#### Objective
Answer these from the abstract on basaltic melts below:
(a) Up to what pressure was the simplified basaltic glass quenched, and roughly what depth does that match?
(b) What fraction of ^([5,6])Al does the model glass show at 5 GPa, and what fraction at 1 atm?
(c) At 5 GPa, the estimated fraction of nonbridging oxygens is what share of the fraction at ambient pressure?

Configurational entropy of basaltic melts in Earth's mantle

Abstract

Although geophysical observations of mantle regions that suggest the presence of partial melt have often been interpreted in light of the properties of basaltic liquids erupted at the surface, the seismic and rheological consequences of partial melting in the upper mantle depend instead on the properties of interstitial basaltic melt at elevated pressure. In particular, basaltic melts and glasses display anomalous mechanical softening upon compression up to several GPa, suggesting that the relevant properties of melt are strongly pressure-dependent. A full understanding of such a softening requires study, under compression, of the atomic structure of primitive small-degree basaltic melts at their formation depth, which has proven to be difficult. Here we report multiNMR spectra for a simplified basaltic glass quenched at pressures up to 5 GPa (corresponding to depths down to ∼150 km). These data allow quantification of short-range structural parameters such as the populations of coordination numbers of Al and Si cations and the cation pairs bonded to oxygen atoms. In the model basaltic glass, the fraction of ^([5,6])Al is ∼40% at 5 GPa and decreases to ∼3% at 1 atm. The estimated fraction of nonbridging oxygens at 5 GPa is ∼84% of that at ambient pressure. Together with data on variable glass compositions at 1 atm, these results allow us to quantify how such structural changes increase the configurational entropy of melts with increasing density. We explore how configurational entropy can be used to explain the anomalous mechanical softening of basaltic melts and glasses.

#### Data records
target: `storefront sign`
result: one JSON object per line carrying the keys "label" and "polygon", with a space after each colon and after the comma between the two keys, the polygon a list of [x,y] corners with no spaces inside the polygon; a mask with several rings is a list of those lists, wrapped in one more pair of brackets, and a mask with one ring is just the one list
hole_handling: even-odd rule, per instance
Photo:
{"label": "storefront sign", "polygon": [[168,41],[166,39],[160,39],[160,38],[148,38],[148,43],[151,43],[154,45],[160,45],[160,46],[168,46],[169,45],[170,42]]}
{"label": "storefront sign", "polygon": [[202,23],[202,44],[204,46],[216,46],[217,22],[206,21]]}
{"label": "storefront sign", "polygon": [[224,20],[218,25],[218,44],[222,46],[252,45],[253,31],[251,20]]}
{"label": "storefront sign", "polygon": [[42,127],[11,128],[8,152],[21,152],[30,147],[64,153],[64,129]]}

==

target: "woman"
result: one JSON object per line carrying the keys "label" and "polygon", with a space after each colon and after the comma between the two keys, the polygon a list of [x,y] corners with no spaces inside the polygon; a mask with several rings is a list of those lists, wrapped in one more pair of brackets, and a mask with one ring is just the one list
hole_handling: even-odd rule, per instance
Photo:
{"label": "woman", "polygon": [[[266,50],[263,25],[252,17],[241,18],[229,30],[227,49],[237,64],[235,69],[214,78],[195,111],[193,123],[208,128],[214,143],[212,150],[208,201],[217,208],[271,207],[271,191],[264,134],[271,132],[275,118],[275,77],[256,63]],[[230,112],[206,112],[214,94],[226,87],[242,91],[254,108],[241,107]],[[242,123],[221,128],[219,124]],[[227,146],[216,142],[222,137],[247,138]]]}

#### Task output
(a) Up to 5 GPa, matching depths down to about 150 km.
(b) About 40% at 5 GPa and about 3% at 1 atm.
(c) About 84%.